**What the task asks**
Turn the lines of the material below into a JSON list of strings, one per line and skipping blank lines, starting at the first line and ending at the line that contains "(1050, 578)". Include both of those lines and nothing past the second.
════════════════
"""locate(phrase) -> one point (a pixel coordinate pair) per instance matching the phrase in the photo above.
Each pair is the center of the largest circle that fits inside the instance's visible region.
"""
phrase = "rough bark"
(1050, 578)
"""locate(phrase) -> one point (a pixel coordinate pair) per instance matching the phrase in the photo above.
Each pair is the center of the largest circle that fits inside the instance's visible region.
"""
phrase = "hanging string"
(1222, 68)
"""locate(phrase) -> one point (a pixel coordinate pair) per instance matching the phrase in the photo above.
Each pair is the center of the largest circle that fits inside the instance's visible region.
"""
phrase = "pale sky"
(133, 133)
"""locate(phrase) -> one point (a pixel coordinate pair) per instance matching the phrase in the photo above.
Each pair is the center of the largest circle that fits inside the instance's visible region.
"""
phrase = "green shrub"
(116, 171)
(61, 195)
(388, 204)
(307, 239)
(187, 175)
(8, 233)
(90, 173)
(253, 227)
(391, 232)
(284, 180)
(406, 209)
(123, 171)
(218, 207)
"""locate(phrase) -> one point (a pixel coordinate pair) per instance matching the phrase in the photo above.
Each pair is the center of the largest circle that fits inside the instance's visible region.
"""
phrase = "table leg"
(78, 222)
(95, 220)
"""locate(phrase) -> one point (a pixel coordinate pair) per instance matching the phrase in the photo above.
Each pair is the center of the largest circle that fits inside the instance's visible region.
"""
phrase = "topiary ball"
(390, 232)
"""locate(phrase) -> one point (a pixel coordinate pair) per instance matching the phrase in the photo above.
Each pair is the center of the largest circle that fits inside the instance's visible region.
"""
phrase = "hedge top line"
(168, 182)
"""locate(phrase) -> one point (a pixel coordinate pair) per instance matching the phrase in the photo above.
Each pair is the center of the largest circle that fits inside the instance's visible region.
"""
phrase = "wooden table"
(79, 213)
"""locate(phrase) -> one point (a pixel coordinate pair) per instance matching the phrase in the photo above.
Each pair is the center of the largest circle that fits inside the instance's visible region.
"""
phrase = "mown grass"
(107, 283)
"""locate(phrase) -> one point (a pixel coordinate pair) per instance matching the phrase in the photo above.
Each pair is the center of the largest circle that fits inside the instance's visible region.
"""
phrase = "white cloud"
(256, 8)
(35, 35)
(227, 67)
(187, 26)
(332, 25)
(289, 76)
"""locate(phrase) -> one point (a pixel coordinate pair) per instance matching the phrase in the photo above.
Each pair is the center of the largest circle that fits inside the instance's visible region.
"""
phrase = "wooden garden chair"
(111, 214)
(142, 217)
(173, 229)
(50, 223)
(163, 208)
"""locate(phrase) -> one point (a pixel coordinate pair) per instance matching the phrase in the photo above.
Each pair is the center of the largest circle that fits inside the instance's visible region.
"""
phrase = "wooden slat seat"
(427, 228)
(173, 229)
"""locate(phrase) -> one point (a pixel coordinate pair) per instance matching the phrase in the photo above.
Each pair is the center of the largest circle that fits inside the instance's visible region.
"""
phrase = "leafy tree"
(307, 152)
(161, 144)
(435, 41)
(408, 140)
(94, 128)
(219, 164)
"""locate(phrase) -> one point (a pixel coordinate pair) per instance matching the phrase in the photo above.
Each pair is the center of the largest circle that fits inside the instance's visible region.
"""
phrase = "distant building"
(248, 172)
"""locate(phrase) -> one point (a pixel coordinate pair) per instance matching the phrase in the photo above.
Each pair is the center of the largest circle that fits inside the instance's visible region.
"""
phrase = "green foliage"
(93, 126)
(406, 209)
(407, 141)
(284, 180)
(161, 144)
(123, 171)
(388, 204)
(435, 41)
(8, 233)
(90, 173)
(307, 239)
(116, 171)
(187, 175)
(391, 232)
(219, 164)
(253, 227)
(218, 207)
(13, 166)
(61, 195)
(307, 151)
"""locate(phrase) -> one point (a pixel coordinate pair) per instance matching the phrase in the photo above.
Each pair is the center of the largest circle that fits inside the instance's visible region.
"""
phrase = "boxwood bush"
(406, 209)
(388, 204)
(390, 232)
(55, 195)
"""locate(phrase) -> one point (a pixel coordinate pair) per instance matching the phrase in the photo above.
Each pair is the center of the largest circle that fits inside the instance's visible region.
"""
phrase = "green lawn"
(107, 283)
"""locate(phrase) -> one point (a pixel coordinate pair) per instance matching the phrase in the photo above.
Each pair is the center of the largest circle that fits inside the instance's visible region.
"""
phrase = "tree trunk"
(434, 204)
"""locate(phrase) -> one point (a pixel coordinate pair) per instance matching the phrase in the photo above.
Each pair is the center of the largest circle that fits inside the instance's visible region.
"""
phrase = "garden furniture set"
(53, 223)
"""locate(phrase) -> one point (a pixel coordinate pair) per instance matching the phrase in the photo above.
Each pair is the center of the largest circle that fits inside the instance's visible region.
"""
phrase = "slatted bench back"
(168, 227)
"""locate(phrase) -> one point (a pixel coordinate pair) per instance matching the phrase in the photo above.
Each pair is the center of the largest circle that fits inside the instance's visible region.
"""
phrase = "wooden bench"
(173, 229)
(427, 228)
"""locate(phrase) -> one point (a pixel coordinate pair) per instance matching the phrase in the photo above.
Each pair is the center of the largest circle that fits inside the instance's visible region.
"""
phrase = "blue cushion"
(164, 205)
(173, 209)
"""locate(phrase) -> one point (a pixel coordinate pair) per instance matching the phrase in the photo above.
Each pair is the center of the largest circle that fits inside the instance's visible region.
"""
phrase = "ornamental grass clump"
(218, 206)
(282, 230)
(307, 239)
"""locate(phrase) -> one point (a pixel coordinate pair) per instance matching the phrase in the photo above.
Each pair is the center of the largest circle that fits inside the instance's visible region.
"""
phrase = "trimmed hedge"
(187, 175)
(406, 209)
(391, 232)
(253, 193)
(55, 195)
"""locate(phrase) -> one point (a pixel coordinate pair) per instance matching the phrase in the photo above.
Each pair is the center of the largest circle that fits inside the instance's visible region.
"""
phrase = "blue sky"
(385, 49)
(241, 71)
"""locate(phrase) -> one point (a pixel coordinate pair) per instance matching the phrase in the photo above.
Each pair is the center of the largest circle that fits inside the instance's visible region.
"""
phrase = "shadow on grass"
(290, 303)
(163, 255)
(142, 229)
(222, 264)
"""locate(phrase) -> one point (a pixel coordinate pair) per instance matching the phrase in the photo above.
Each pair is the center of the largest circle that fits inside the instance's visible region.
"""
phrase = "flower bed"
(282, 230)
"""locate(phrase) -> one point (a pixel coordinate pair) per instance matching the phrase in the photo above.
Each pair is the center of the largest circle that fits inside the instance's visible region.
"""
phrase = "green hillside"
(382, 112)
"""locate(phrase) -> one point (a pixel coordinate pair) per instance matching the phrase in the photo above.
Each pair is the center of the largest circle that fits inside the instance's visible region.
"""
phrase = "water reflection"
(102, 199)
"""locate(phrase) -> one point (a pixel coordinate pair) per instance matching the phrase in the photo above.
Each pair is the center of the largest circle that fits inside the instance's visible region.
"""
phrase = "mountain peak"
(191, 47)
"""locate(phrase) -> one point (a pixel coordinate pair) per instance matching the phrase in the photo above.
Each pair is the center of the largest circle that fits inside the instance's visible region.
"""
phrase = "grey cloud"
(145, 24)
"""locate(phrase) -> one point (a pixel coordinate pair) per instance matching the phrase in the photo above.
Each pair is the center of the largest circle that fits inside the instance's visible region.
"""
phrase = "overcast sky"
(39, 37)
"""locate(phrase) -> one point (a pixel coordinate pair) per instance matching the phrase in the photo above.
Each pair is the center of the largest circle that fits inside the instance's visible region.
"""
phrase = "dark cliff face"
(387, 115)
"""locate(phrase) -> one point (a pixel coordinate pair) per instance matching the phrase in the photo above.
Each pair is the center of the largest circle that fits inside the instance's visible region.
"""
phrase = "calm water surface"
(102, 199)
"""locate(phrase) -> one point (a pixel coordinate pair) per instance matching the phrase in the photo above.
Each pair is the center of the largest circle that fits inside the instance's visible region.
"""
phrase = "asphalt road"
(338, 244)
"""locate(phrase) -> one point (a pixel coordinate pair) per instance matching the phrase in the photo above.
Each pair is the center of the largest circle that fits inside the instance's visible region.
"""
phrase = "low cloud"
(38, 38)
════════════════
**Result of the task**
[
  "\"\"\"locate(phrase) -> one point (a pixel coordinate pair) per instance matching the phrase in the photo above.",
  "Each pair is the center of the largest circle that fits inside the instance's visible region.",
  "\"\"\"",
  "phrase = \"rough bark\"",
  "(1050, 578)"
]